- **PEDIDO**
Segundo a página sobre o processo civil, que método foi usado na análise?

--- PÁGINA ---

O processo civil, em uma perspectiva privatística, esteve durante muito tempo ensimesmado e preocupado com o desenvolvimento de seus próprios institutos e dogmas, mas o processo em um paradigma constitucionalmente adequado é o meio estatal - público - de proteger direitos e há de cumprir seu escopo de maneira efetiva, adequada e tempestiva.

Assim, reconhecer a existência de um direito fundamental ao processo sem dilações indevidas importa necessariamente na revisitação de alguns postulados processuais, pois a segurança jurídica há de andar de mãos dadas com a preocupação com os resultados da tutela jurisdicional.

Neste contexto em que se busca uma efetivação do princípio da razoável duração do processo, este colocado ao lado da segurança jurídica como nortes da prestação jurisdicional, pretende-se analisar a apelação que ainda mantém o efeito suspensivo como regra - prestigiando a proteção da parte recorrente - e a execução provisória - que permite a fruição imediata do direito - enquanto reflexos deste, aparente, contraponto entre a segurança jurídica e o direito à um processo sem dilações indevidas. Para cumprir tal finalidade se utilizou do método dialético-dedutivo, com supedâneo em uma metodologia eminentemente teórica, com pesquisa bibliográfica, de caráter descritivo e exploratório.

O efeito suspensivo da apelação protege a esfera de interesses do devedor, não há dúvidas, mas será que apenas sendo regra é que ele o faz? Será tal efeito, que retira a eficácia das decisões judiciais, uma exigência do duplo grau de jurisdição e do direito ao contraditório sucessivo - que são facetas da segurança jurídica - ou será mais um dogma do processo em uma perspectiva excessivamente autonomista e liberal? É possível, que em defesa da efetividade da prestação jurisdicional, passe o efeito suspensivo na apelação a ser exceção - uma eventualidade restrita aos casos em que o risco de danos ao devedor fosse inequívoco?

--- MATERIAL FORNECIDO ---

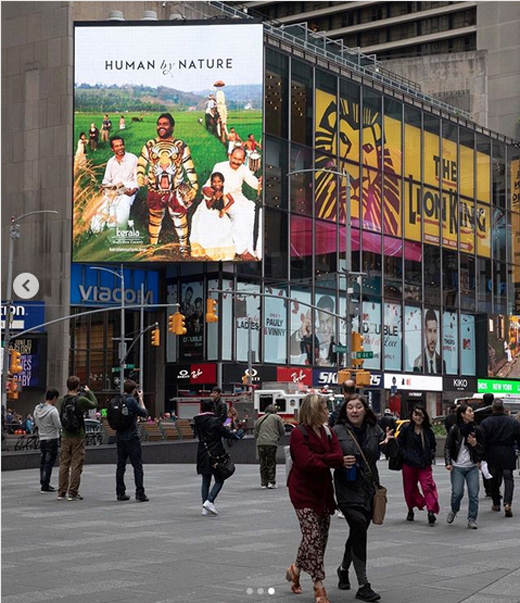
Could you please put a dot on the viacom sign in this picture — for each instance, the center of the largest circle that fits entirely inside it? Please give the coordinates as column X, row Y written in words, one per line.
column 321, row 378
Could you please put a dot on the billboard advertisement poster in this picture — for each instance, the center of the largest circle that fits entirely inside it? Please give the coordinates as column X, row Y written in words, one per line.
column 168, row 142
column 325, row 327
column 393, row 341
column 468, row 364
column 371, row 331
column 435, row 205
column 504, row 346
column 303, row 343
column 412, row 336
column 247, row 316
column 450, row 347
column 428, row 360
column 275, row 327
column 192, row 306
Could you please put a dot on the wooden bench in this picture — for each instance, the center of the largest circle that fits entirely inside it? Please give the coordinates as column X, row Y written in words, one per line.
column 169, row 430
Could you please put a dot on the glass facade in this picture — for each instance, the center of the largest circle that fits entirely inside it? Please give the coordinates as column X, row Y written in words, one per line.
column 432, row 210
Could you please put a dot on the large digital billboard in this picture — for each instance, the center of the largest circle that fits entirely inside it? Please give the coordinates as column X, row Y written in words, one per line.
column 168, row 141
column 379, row 199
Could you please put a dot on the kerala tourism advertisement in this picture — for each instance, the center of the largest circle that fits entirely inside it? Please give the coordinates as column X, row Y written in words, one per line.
column 168, row 143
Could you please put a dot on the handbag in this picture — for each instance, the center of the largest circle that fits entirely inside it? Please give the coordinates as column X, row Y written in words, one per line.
column 222, row 466
column 395, row 463
column 379, row 500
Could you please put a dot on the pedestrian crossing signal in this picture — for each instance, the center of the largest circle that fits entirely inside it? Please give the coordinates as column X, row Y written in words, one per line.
column 156, row 337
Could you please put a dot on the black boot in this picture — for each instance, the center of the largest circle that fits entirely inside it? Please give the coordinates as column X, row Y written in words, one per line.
column 365, row 593
column 344, row 583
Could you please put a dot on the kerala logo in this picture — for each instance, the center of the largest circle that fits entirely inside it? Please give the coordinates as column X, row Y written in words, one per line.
column 366, row 190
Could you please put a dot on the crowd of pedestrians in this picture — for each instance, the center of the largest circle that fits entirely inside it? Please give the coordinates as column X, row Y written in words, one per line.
column 333, row 464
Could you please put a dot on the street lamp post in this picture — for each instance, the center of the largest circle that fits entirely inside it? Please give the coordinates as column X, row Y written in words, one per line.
column 14, row 233
column 348, row 251
column 122, row 345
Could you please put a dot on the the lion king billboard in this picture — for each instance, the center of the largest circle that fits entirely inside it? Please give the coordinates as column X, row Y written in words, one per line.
column 168, row 142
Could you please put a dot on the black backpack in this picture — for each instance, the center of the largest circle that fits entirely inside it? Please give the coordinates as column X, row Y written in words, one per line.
column 118, row 414
column 71, row 417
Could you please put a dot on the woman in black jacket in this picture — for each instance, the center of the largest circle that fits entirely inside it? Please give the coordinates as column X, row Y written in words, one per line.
column 357, row 428
column 210, row 431
column 461, row 456
column 418, row 445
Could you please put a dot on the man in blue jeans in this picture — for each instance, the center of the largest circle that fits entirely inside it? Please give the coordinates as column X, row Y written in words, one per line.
column 128, row 445
column 47, row 419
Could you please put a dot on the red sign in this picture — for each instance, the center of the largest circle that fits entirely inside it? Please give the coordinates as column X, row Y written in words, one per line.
column 203, row 373
column 294, row 375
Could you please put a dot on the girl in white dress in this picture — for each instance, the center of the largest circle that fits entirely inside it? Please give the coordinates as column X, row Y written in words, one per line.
column 211, row 236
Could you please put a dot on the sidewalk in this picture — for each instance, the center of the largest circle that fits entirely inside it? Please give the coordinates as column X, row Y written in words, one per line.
column 164, row 551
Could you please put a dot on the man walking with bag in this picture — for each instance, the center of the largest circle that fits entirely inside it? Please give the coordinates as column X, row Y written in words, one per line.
column 122, row 416
column 268, row 431
column 72, row 408
column 47, row 420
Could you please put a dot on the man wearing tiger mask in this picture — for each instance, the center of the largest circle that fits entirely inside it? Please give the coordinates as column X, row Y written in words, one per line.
column 166, row 168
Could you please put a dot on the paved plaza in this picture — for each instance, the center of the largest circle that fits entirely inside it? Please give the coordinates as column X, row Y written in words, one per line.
column 164, row 551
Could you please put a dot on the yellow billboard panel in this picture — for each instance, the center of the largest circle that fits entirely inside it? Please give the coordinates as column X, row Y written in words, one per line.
column 393, row 144
column 431, row 154
column 412, row 211
column 392, row 191
column 483, row 177
column 448, row 168
column 412, row 152
column 467, row 172
column 432, row 211
column 483, row 230
column 366, row 190
column 467, row 225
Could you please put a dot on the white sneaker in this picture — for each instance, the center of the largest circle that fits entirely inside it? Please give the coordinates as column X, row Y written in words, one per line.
column 451, row 517
column 209, row 506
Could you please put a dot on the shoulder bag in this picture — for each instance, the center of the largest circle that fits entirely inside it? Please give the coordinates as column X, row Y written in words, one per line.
column 222, row 466
column 379, row 499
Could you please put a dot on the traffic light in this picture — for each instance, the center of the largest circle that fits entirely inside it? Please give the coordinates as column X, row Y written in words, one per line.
column 211, row 310
column 343, row 375
column 156, row 337
column 16, row 365
column 357, row 346
column 362, row 378
column 179, row 324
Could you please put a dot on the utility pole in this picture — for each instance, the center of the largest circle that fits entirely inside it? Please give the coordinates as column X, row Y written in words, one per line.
column 14, row 233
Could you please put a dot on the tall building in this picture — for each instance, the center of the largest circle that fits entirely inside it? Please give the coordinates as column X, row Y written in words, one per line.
column 464, row 53
column 352, row 158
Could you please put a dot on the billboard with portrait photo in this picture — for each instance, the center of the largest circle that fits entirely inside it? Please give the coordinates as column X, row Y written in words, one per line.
column 167, row 134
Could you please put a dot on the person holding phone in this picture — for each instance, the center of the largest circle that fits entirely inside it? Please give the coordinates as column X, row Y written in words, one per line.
column 128, row 444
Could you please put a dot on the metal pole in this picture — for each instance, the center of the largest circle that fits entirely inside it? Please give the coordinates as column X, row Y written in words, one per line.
column 123, row 340
column 141, row 343
column 13, row 234
column 250, row 353
column 348, row 271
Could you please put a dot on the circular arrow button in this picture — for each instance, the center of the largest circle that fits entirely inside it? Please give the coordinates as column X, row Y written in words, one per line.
column 26, row 285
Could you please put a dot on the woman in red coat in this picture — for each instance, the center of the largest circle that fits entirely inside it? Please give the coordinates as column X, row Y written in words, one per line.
column 314, row 451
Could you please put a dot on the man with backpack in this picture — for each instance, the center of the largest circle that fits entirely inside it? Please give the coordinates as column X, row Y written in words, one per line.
column 122, row 416
column 72, row 409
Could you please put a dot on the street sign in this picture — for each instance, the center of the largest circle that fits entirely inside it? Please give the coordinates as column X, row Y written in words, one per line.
column 362, row 355
column 115, row 369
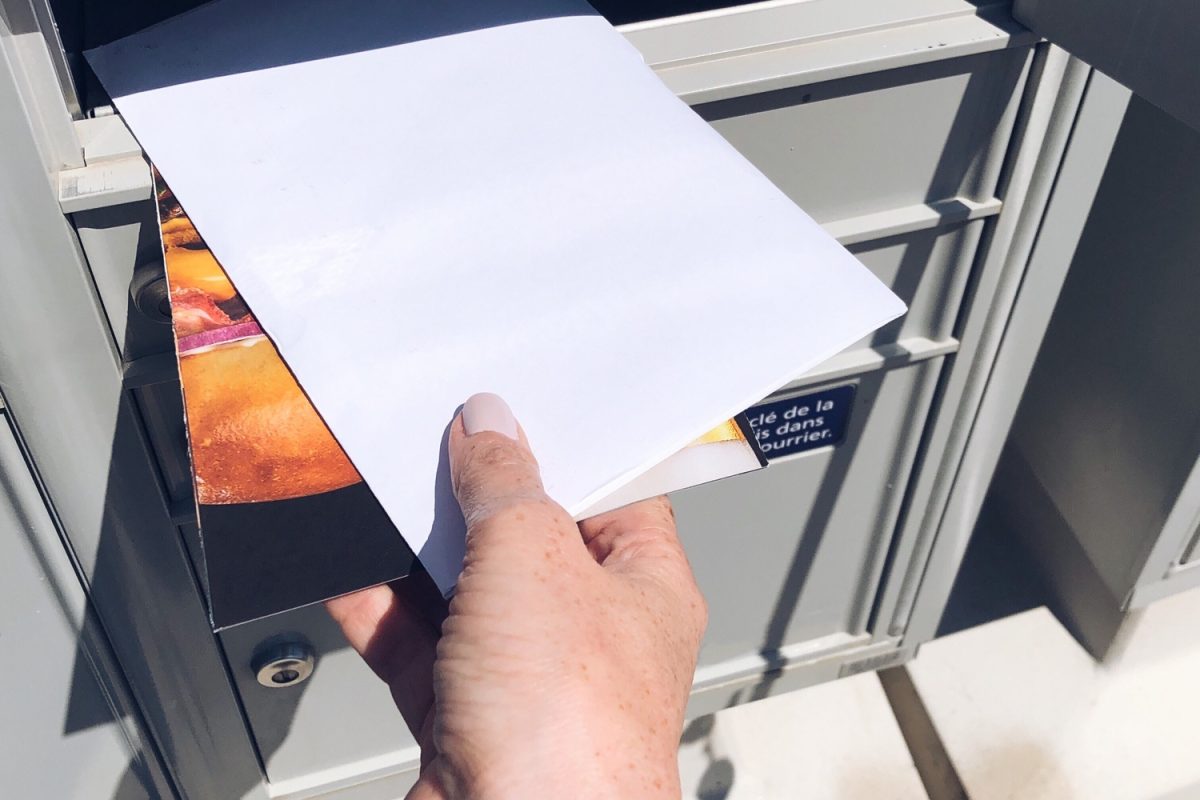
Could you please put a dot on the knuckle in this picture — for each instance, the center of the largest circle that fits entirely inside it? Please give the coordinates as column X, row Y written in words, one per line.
column 519, row 511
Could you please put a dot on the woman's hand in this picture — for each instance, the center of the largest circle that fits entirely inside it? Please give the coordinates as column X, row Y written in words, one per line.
column 567, row 655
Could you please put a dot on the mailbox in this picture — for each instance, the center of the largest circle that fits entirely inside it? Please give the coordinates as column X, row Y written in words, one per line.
column 925, row 136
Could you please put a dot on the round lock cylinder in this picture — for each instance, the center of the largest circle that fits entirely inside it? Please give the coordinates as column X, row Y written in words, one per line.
column 280, row 666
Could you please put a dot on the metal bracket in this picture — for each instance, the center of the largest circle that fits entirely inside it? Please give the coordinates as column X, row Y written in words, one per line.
column 114, row 169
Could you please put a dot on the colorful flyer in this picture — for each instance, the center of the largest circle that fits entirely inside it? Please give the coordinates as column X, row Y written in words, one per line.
column 285, row 518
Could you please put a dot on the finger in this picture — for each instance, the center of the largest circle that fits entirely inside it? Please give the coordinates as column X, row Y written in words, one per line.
column 387, row 627
column 627, row 537
column 497, row 480
column 427, row 787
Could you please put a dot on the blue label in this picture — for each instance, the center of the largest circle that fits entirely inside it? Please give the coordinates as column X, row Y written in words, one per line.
column 804, row 422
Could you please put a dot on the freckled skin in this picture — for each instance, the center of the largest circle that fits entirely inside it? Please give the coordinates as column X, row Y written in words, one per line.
column 565, row 657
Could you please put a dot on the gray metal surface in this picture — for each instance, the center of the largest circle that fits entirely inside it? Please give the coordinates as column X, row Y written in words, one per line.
column 64, row 733
column 1150, row 46
column 1109, row 431
column 61, row 380
column 892, row 124
column 335, row 725
column 885, row 140
column 833, row 511
column 960, row 451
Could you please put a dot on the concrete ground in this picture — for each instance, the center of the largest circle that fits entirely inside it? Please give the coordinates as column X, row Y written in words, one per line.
column 1009, row 710
column 1006, row 705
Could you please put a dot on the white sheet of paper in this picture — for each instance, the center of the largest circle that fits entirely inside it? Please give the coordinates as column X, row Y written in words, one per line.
column 425, row 200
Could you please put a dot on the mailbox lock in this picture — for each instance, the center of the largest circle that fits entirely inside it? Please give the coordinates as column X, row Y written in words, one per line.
column 283, row 665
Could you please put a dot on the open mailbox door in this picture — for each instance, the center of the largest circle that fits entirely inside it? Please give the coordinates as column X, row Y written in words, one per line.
column 1150, row 46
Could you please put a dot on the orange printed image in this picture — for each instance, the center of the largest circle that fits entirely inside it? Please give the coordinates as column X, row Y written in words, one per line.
column 253, row 433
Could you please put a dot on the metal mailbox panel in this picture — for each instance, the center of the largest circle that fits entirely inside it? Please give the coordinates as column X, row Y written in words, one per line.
column 929, row 270
column 343, row 714
column 793, row 552
column 59, row 735
column 1150, row 46
column 885, row 140
column 1109, row 423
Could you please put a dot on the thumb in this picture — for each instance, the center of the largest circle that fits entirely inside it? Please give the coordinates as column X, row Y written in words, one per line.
column 498, row 483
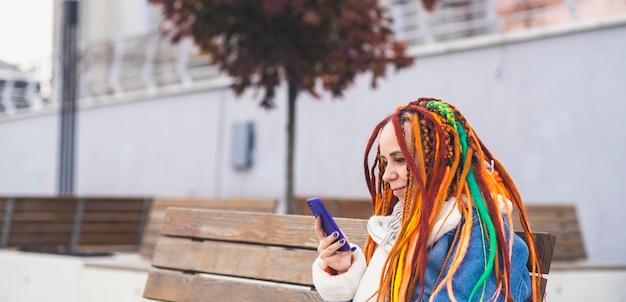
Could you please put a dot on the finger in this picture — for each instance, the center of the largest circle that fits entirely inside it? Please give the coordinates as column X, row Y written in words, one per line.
column 327, row 242
column 318, row 229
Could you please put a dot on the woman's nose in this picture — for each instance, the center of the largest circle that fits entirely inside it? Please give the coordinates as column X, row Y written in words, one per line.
column 389, row 174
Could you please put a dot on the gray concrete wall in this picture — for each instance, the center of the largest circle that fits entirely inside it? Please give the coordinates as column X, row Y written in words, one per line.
column 549, row 108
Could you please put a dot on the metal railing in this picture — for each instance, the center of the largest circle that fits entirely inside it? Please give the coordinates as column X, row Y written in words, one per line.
column 146, row 63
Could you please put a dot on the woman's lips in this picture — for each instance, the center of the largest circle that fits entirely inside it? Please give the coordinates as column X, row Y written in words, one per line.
column 398, row 191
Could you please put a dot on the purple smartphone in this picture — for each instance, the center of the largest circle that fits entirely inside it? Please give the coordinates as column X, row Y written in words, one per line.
column 328, row 223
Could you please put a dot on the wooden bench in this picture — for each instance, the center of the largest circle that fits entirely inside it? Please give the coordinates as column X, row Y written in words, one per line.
column 560, row 220
column 156, row 216
column 72, row 224
column 239, row 256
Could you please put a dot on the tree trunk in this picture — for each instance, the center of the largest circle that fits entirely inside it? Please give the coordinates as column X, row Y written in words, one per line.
column 290, row 199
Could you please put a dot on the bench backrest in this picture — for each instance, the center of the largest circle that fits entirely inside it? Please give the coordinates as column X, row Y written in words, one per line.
column 156, row 216
column 560, row 220
column 245, row 256
column 73, row 223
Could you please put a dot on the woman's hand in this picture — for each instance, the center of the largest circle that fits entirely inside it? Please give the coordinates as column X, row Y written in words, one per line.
column 340, row 261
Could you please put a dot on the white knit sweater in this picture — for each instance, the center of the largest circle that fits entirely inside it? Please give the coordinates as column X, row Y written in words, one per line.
column 360, row 283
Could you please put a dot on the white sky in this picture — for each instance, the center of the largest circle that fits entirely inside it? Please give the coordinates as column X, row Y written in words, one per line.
column 25, row 30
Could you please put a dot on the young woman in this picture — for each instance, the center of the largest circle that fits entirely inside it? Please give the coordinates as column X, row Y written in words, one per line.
column 441, row 229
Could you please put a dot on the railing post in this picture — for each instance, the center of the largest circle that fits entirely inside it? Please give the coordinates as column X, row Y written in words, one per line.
column 571, row 7
column 68, row 99
column 183, row 58
column 116, row 63
column 424, row 26
column 77, row 224
column 147, row 71
column 7, row 96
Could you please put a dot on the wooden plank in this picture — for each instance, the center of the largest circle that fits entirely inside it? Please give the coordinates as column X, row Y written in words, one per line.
column 35, row 239
column 175, row 286
column 128, row 238
column 255, row 204
column 287, row 265
column 277, row 229
column 156, row 216
column 134, row 206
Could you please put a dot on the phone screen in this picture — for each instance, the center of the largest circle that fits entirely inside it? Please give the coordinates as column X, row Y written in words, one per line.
column 328, row 223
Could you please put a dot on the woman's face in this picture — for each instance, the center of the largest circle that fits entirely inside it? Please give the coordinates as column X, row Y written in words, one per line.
column 396, row 173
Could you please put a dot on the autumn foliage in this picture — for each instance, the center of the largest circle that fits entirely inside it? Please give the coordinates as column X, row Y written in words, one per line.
column 312, row 44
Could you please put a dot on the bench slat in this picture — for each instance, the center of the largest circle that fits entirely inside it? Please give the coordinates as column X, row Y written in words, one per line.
column 250, row 256
column 156, row 217
column 236, row 259
column 279, row 230
column 165, row 285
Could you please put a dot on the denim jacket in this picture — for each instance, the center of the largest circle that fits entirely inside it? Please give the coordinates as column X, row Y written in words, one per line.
column 469, row 271
column 472, row 268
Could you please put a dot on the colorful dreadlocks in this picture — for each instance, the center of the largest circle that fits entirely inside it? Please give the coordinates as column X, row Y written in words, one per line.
column 445, row 158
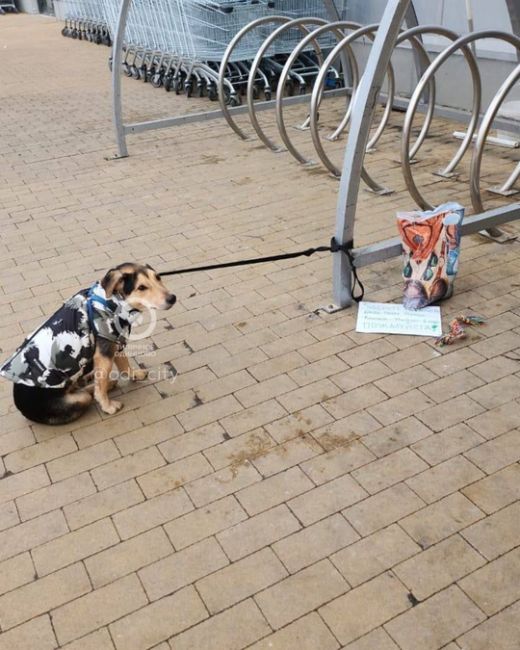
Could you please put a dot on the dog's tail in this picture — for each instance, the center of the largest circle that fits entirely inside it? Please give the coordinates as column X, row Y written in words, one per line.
column 50, row 406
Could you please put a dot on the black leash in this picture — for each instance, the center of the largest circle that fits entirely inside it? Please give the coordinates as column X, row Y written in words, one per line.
column 333, row 248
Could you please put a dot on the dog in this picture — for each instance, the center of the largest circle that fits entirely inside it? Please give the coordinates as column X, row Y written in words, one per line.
column 84, row 338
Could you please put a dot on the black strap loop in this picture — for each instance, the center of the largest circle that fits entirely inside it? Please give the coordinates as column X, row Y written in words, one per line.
column 334, row 247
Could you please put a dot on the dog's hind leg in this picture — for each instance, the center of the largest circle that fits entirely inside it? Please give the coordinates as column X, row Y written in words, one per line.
column 69, row 407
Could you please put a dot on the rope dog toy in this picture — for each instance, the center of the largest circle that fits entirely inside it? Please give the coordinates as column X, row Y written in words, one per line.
column 457, row 330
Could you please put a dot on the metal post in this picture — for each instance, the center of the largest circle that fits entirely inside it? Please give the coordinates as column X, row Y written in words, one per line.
column 117, row 52
column 362, row 114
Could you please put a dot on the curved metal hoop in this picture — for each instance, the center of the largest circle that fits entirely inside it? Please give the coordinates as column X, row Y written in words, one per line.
column 336, row 28
column 460, row 44
column 478, row 151
column 224, row 63
column 299, row 23
column 315, row 103
column 412, row 35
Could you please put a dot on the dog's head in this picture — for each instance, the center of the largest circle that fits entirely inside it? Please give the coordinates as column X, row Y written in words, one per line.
column 140, row 286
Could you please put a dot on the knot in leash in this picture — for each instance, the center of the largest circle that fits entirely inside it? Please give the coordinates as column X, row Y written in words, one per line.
column 334, row 247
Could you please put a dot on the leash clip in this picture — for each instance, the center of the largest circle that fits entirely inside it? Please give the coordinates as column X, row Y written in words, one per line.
column 335, row 247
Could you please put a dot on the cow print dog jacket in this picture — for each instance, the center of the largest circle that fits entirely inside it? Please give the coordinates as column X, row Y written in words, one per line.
column 61, row 350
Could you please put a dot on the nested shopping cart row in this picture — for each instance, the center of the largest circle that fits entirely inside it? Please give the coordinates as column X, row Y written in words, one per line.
column 179, row 44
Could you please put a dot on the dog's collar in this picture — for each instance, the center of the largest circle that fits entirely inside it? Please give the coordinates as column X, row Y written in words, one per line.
column 110, row 318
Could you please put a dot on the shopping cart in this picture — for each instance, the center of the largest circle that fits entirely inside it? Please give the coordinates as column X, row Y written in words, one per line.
column 84, row 20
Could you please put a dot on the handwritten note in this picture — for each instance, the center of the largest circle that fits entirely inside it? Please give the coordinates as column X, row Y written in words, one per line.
column 383, row 318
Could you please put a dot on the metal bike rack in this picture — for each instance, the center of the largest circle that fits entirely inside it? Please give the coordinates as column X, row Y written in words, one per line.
column 360, row 112
column 364, row 102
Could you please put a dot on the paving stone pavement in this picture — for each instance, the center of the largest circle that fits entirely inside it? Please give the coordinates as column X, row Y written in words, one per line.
column 299, row 485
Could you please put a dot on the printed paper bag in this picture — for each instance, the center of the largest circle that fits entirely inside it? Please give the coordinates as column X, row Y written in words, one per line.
column 431, row 246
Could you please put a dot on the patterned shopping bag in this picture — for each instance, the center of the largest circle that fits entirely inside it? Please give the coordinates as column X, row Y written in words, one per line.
column 431, row 247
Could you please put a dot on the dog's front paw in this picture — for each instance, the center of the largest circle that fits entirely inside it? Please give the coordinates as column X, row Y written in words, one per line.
column 139, row 375
column 112, row 407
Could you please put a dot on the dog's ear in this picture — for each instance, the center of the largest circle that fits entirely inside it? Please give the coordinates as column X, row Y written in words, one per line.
column 110, row 281
column 129, row 280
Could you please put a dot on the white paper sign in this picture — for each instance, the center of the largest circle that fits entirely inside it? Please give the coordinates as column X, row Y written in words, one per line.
column 387, row 318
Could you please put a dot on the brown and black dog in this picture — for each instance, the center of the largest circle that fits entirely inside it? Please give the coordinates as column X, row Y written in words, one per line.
column 86, row 337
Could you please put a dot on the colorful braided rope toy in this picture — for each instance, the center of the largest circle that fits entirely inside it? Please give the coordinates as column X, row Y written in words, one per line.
column 458, row 329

---

- **RESULTADO**
O método dialético-dedutivo.